## Your task
Write out every line of the material below without changing a single character.
───
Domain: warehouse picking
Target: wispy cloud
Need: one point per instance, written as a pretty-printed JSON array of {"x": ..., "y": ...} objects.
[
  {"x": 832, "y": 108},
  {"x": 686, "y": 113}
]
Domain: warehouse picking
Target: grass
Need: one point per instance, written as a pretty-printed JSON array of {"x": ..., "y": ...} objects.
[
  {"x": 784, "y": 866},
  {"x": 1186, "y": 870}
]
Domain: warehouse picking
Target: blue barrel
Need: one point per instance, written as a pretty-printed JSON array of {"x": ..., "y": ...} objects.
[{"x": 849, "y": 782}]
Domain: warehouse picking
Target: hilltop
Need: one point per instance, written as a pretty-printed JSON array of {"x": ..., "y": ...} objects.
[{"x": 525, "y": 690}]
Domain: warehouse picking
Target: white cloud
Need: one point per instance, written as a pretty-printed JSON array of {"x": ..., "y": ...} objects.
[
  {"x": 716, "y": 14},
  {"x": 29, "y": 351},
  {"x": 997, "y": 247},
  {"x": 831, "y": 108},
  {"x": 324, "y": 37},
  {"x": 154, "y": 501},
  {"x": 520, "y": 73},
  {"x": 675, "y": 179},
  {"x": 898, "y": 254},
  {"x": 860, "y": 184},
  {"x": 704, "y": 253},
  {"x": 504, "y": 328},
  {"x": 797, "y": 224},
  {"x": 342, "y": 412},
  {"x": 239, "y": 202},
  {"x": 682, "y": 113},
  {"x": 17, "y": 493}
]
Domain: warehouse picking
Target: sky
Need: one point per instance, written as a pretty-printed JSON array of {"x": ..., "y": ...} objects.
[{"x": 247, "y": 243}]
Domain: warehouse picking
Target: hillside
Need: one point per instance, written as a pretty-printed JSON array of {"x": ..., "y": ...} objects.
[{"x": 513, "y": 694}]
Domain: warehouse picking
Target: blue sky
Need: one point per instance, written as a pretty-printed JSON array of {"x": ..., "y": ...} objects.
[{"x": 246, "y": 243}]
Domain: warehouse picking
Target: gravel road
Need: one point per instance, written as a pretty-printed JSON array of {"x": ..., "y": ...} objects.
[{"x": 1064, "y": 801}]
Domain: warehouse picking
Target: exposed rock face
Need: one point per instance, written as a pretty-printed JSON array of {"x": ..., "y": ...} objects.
───
## Expected answer
Domain: warehouse picking
Target: wispy cloud
Need: one point per instance, written as a pretty-printed JSON array of {"x": ..., "y": ...} objects.
[
  {"x": 832, "y": 108},
  {"x": 686, "y": 113}
]
Domain: warehouse picking
Target: grass
Need: one point per instance, written as a pretty-printed JSON array of {"x": ..., "y": ...} objects.
[
  {"x": 784, "y": 866},
  {"x": 1186, "y": 870}
]
Domain: warehouse picking
Target: blue barrel
Need: one point per instance, written as a pretty-printed JSON array of {"x": ..., "y": ...} objects.
[{"x": 849, "y": 782}]
Domain: warehouse picking
Target: hilltop
Need: one point per instance, written as a pretty-printed JSON array of {"x": ..., "y": ...} objects.
[{"x": 525, "y": 690}]
Domain: warehouse picking
Target: white cloud
Need: one point per instance, written as a pretty-printed JSON array of {"x": ..., "y": ...} objects.
[
  {"x": 716, "y": 14},
  {"x": 29, "y": 351},
  {"x": 997, "y": 247},
  {"x": 831, "y": 108},
  {"x": 324, "y": 37},
  {"x": 154, "y": 501},
  {"x": 520, "y": 73},
  {"x": 675, "y": 179},
  {"x": 898, "y": 254},
  {"x": 860, "y": 184},
  {"x": 704, "y": 253},
  {"x": 504, "y": 328},
  {"x": 797, "y": 224},
  {"x": 342, "y": 412},
  {"x": 239, "y": 202},
  {"x": 682, "y": 113},
  {"x": 17, "y": 493}
]
Domain: warehouse picking
Target: sky
Need: one point per instance, written as a pretty-printed JSON array of {"x": ..., "y": ...} objects.
[{"x": 247, "y": 243}]
Domain: warehouse picking
Target: hillside
Need: one point per instance, written as a pretty-printed JSON array of {"x": ..., "y": ...} objects.
[{"x": 513, "y": 694}]
Domain: warehouse picking
Target: blue sky
Need: one point per instance, written as a pretty-printed JSON array of {"x": ..., "y": ...} objects.
[{"x": 246, "y": 243}]
Domain: warehouse picking
Target: gravel road
Need: one point per instance, written as a pretty-printed JSON array of {"x": ..., "y": ...} objects.
[{"x": 1064, "y": 801}]
Domain: warehouse picking
Target: exposed rock face
Need: one point per instance, written as a pretty-printed JSON array of {"x": ..., "y": ...} objects.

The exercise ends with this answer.